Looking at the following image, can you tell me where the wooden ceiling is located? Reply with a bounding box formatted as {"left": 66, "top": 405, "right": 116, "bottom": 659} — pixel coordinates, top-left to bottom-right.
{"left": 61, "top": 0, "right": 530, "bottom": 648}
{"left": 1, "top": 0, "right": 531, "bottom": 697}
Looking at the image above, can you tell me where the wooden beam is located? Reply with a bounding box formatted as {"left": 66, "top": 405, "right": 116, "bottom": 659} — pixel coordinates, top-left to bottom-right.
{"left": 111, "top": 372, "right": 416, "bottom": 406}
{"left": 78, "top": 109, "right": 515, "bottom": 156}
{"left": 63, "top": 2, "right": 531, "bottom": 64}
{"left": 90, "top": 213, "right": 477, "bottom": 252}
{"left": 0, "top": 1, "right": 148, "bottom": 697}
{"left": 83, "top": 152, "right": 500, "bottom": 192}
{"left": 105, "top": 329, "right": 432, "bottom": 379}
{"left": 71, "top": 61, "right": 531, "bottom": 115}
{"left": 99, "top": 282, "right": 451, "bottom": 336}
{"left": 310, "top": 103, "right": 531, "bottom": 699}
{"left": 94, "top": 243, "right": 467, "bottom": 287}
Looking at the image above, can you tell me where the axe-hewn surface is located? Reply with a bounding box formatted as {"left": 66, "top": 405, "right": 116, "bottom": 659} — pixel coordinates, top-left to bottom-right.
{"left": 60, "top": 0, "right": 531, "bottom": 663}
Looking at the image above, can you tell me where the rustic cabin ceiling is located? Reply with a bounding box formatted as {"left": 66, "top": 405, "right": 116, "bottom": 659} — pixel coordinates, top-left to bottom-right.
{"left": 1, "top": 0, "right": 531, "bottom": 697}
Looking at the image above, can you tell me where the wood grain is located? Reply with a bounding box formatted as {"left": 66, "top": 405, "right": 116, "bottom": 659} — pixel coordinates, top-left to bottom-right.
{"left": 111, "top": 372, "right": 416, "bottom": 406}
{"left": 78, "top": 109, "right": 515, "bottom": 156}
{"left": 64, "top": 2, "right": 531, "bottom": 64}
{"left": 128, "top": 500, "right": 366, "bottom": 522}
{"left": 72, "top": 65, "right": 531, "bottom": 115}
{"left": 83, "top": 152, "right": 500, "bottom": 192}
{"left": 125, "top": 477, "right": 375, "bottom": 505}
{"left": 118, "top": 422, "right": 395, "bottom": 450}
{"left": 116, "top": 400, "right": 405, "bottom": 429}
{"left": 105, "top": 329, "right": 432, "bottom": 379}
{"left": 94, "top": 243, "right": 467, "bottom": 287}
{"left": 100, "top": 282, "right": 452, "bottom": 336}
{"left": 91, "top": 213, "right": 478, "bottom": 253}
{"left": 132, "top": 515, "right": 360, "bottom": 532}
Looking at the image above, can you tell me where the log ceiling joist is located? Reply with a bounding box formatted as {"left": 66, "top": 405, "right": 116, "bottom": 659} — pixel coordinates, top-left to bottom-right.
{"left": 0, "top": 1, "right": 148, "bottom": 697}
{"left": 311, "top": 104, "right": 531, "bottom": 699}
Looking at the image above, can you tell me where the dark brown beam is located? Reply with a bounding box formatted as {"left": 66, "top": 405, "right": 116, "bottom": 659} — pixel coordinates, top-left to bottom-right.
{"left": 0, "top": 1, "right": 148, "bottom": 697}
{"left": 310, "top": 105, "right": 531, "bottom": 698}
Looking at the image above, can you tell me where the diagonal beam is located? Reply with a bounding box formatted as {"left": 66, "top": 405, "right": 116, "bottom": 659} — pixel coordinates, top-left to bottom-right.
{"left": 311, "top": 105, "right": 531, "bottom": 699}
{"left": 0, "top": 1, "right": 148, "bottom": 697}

┄┄┄┄┄┄┄┄┄┄

» **Work to be completed**: Without changing a word, write out each entry again.

» **Solution**:
Looking at the following image, can you tell me where the wooden ceiling is located? Reply with a bounding box formatted as {"left": 66, "top": 405, "right": 116, "bottom": 659} — pixel coordinates, top-left to bottom-right.
{"left": 61, "top": 0, "right": 530, "bottom": 648}
{"left": 1, "top": 0, "right": 531, "bottom": 697}
Looking at the image above, can you tell me where the wooden beam is located? Reply with a bounding box formatted as {"left": 66, "top": 405, "right": 116, "bottom": 659} — pixel coordinates, top-left to bottom-right.
{"left": 111, "top": 372, "right": 416, "bottom": 406}
{"left": 78, "top": 109, "right": 515, "bottom": 156}
{"left": 63, "top": 2, "right": 531, "bottom": 64}
{"left": 90, "top": 213, "right": 477, "bottom": 252}
{"left": 0, "top": 1, "right": 148, "bottom": 697}
{"left": 83, "top": 152, "right": 500, "bottom": 192}
{"left": 105, "top": 329, "right": 432, "bottom": 379}
{"left": 71, "top": 61, "right": 531, "bottom": 115}
{"left": 99, "top": 282, "right": 451, "bottom": 336}
{"left": 310, "top": 103, "right": 531, "bottom": 699}
{"left": 94, "top": 243, "right": 467, "bottom": 287}
Looking at the image above, can you tell me where the axe-hewn surface is located? Reply with a bounding box formatted as {"left": 66, "top": 405, "right": 116, "bottom": 659} — pixel coordinates, top-left to bottom-right.
{"left": 60, "top": 0, "right": 531, "bottom": 663}
Looking at the image above, can you tell me where the rustic cabin ceiling is located? Reply with a bounding box formatted as {"left": 66, "top": 405, "right": 116, "bottom": 659} — pixel coordinates, top-left to bottom-right.
{"left": 1, "top": 0, "right": 531, "bottom": 697}
Looking at the image above, can you tell me where the wood grain is located? Reply with a bounding box formatted as {"left": 66, "top": 405, "right": 116, "bottom": 659} — pixel coordinates, top-left to bottom-right.
{"left": 111, "top": 372, "right": 416, "bottom": 406}
{"left": 78, "top": 109, "right": 515, "bottom": 156}
{"left": 64, "top": 2, "right": 531, "bottom": 64}
{"left": 128, "top": 500, "right": 366, "bottom": 522}
{"left": 72, "top": 65, "right": 531, "bottom": 115}
{"left": 83, "top": 152, "right": 500, "bottom": 192}
{"left": 125, "top": 477, "right": 375, "bottom": 505}
{"left": 118, "top": 422, "right": 395, "bottom": 450}
{"left": 116, "top": 400, "right": 405, "bottom": 429}
{"left": 105, "top": 329, "right": 432, "bottom": 379}
{"left": 94, "top": 243, "right": 467, "bottom": 287}
{"left": 100, "top": 282, "right": 452, "bottom": 336}
{"left": 91, "top": 213, "right": 478, "bottom": 253}
{"left": 132, "top": 515, "right": 360, "bottom": 532}
Looking at the image above, can you tell me where the log ceiling joist is located? Reply with a bounding box formatted as {"left": 66, "top": 405, "right": 116, "bottom": 659} — pixel coordinates, top-left to bottom-right.
{"left": 0, "top": 1, "right": 148, "bottom": 697}
{"left": 311, "top": 104, "right": 531, "bottom": 699}
Looking at the image above, can you tell me where the dark brown beam is located? Reply with a bounding box formatted as {"left": 66, "top": 405, "right": 116, "bottom": 659} — pixel coordinates, top-left to bottom-right.
{"left": 0, "top": 1, "right": 148, "bottom": 697}
{"left": 310, "top": 105, "right": 531, "bottom": 698}
Looking at the image above, can you tell me where the diagonal beam is located? Reply with a bounding box formatted as {"left": 66, "top": 405, "right": 116, "bottom": 659} — pixel coordinates, top-left to bottom-right.
{"left": 311, "top": 105, "right": 531, "bottom": 699}
{"left": 0, "top": 1, "right": 148, "bottom": 697}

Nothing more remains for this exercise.